Task input.
'''

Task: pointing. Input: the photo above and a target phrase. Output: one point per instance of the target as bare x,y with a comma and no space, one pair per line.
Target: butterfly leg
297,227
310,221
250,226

'''

Your task. What is needed is each line of the data, printed exactly.

Solution to this task.
Task: pointing. Input: the photo above and a target phrase. Output: one point per instance of the target as bare x,y with a comma and no space, one pair per line.
Target: butterfly leg
297,227
310,221
250,226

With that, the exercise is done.